#### [YOUR TASK]
Extract every line of the listing below and reproduce each one word for word, with nothing changed.

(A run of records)

-*-*-

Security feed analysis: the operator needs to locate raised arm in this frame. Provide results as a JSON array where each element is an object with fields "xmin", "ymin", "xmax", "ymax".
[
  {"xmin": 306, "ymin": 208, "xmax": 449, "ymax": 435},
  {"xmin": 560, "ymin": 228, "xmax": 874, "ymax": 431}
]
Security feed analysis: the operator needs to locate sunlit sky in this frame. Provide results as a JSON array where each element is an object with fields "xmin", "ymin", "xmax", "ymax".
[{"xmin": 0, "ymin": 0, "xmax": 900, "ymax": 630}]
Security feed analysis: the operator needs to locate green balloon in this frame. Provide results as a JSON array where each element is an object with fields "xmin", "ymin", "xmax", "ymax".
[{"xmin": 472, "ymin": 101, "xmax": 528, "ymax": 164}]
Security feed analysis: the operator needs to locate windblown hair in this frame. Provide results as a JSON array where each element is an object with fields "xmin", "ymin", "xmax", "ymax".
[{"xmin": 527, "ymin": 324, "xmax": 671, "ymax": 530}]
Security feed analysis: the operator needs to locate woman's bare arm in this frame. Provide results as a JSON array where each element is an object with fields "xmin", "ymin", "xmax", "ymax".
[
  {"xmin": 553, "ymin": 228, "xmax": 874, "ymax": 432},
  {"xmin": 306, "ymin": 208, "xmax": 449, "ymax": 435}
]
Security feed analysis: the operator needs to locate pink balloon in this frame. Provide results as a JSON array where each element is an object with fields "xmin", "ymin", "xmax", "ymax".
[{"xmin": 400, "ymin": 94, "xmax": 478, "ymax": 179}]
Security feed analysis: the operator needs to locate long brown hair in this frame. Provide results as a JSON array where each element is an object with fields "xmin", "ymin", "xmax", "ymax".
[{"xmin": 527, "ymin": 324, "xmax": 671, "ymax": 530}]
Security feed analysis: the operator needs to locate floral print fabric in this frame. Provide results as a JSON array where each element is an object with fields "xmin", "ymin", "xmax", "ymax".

-*-*-

#### [SOLUTION TO THE EXERCISE]
Security feed analysis: the operator needs to locate raised arm in this frame. Provide results as a JSON array where each element is an object with fields "xmin", "ymin", "xmax", "ymax".
[
  {"xmin": 306, "ymin": 208, "xmax": 449, "ymax": 435},
  {"xmin": 560, "ymin": 228, "xmax": 874, "ymax": 431}
]
Security feed analysis: the operator needs to locate sunlit sky in this frame. Provide results as a JSON array where each element is an object with fields "xmin", "ymin", "xmax", "ymax".
[{"xmin": 0, "ymin": 0, "xmax": 900, "ymax": 630}]
Security feed analysis: the operator needs to locate green balloon in this frame. Provide results as a JSON array where each element is an object with fields "xmin", "ymin", "xmax", "ymax".
[{"xmin": 472, "ymin": 101, "xmax": 528, "ymax": 164}]
Security feed analysis: the operator needs to locate windblown hair in this frame. Provide results as a JSON array where each element is an object with fields "xmin", "ymin", "xmax", "ymax".
[{"xmin": 527, "ymin": 324, "xmax": 671, "ymax": 530}]
Security feed analysis: the operator needs to locate woman's bare arm in this frame. Provide results as a JSON array where each element is an object with fields "xmin", "ymin", "xmax", "ymax".
[
  {"xmin": 553, "ymin": 228, "xmax": 874, "ymax": 432},
  {"xmin": 306, "ymin": 208, "xmax": 449, "ymax": 435}
]
Security feed analysis: the operator needs to locate pink balloon in this frame. Provide results as a JSON array where each element is an object with fields "xmin", "ymin", "xmax", "ymax".
[{"xmin": 400, "ymin": 94, "xmax": 478, "ymax": 179}]
Security feed analysis: the operator needs to locate long brown hair in this frame. Provide results as a JSON array where each element is an object with fields "xmin", "ymin", "xmax", "ymax".
[{"xmin": 527, "ymin": 324, "xmax": 671, "ymax": 530}]
Security feed analysis: the operator needs to locate floral print fabric in this frame. Provide results as a JSON array where each element is an object with fields "xmin", "ymin", "xmax", "ymax".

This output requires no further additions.